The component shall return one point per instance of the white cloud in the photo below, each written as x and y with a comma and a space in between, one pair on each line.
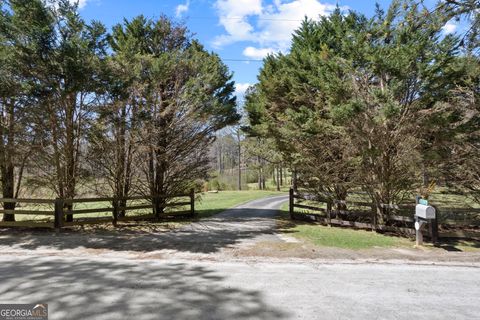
233, 16
449, 28
268, 25
182, 8
257, 53
240, 89
81, 3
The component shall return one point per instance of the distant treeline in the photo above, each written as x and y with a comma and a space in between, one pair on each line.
128, 111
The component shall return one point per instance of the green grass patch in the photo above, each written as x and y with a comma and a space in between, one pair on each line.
206, 204
339, 237
346, 238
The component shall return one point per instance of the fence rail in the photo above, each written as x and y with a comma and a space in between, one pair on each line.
64, 214
323, 211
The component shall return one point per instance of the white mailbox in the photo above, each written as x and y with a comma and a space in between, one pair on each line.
425, 212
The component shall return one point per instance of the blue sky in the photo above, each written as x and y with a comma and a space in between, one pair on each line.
242, 32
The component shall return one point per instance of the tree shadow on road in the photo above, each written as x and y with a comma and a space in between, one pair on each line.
205, 236
88, 289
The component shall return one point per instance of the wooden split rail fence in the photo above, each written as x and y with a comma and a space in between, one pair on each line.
56, 211
362, 217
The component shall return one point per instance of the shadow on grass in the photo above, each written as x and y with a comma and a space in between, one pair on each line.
204, 236
89, 289
456, 244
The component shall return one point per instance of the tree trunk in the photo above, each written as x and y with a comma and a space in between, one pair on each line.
278, 179
239, 166
7, 167
281, 175
70, 154
294, 181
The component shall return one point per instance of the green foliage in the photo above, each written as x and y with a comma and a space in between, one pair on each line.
361, 102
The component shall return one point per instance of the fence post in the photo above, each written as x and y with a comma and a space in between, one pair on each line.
192, 202
329, 213
291, 203
433, 227
58, 214
115, 211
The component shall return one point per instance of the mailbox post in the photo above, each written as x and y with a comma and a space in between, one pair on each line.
423, 214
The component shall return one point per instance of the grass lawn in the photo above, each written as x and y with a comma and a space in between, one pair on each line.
339, 237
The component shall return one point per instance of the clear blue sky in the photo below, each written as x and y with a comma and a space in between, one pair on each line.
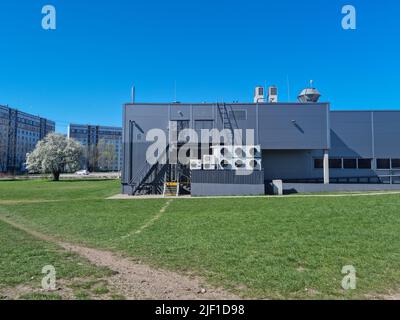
214, 50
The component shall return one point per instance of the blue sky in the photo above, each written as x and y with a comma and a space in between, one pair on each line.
214, 50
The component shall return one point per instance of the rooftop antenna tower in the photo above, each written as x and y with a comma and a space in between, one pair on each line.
288, 87
133, 94
175, 100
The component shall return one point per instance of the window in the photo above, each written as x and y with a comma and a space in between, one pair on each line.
383, 164
395, 163
335, 163
318, 164
350, 163
364, 163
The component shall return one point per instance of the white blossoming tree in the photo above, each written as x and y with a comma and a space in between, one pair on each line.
55, 154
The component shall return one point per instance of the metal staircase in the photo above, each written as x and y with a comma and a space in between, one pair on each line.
177, 181
150, 178
164, 179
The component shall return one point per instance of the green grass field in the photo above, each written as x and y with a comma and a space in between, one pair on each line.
254, 247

◇ ◇ ◇

→ **About this exercise**
Each record above is to be restated exactly, with its pictures removed from the copy.

→ **Response to the exercise**
The component shall return one point per instance of the white cloud in the photo below, each written as x and y with a comma and a space in between, one pair on each line.
233, 16
449, 28
268, 25
182, 8
257, 53
240, 89
81, 3
The component shall return one point per instance of the distant treeline in the photo above, each written as x and y with a comma and a space in between, one pair on each line.
128, 111
The component shall return one point per instance of the green grass patch in the photo above, each written as x and y with a comma and a space in between, one pair on each line.
206, 204
339, 237
346, 238
The component shall return one point per instance of the fence rail in the photo above, each written as x and y with a comma and a space in between, one pair on each line.
64, 214
323, 211
The component shall return one point per instance of the white mailbox in the photo above, each written as x and y with a comma and a space in between, one pair on each line.
425, 212
The component shall return one point per instance of the blue sky in the photo above, each written as x and y with a comma and a space in between, one pair on each line.
242, 32
The component shall return one point per instance of the tree shadow on road in the photo above, each written as x and y with a comma and a space in between, one pair on each line.
205, 236
88, 289
The component shall return one point per instance of the wooden split rail fence in the photo above, each written as x and y with a comma and a space in between, one pair on each line.
56, 211
362, 217
The component shall return one point per instance of the shadow on grass in the photo above, each written as x and y with a comma and a space in between, one pair on each line.
204, 236
89, 289
456, 244
The component shall return one point per instance of the tree trunk in the photo above, each written as x and y with a comma and a space in between, one pair on each line.
278, 179
239, 166
7, 167
281, 175
70, 154
294, 181
The component shall return one point per instance of the green foliage in the photo above, each written as x and y with a comma and a space in between, one pair on each line.
361, 102
The component shall return one point per instance of the fence post in the photo above, each written as x and y with a comma and a space in between, one pair on each line.
192, 202
329, 213
291, 203
433, 227
58, 214
115, 211
The component shall return one point per instance of the mailbox post in the photo above, each written as x and y with a comma and a space in between, one pair on each line.
423, 214
The component shall return one point per instance of the grass lawn in the photo above, each written as x and y with a comma and a space in between, one pair on each line.
339, 237
The component shall return one point per instance of the clear blue sky in the photo below, each written as x and y with a comma and a space in between, one pair on each line.
214, 50
The component shall return one point per instance of the blue sky in the photo above, each written as x and y with a comma and a space in between, one pair on each line.
214, 50
The component shall return one point per instance of the rooftop antenna tower in the photo above, each written as x and y with a comma and a space in between, one pair on each line.
288, 87
133, 94
175, 100
The component shall return one point per instance of the window in the photo above, each written as x and y with a comma and a space in between, one pair on each line.
383, 164
395, 163
335, 163
318, 164
350, 163
364, 163
The component shall return one point per instance of the white blossoming tree in the photo above, each written as x and y with a comma and a space in between, one pair on each line.
55, 154
The component shall return one point per instance of the metal staircase in the photo above, each written as x and y with a comma and a space in between, one pair on each line.
177, 181
150, 178
164, 179
The component shall return one point per instance of the green grass field in the photo above, each written as x and y with a comma and a space in between, one pair on each line.
254, 247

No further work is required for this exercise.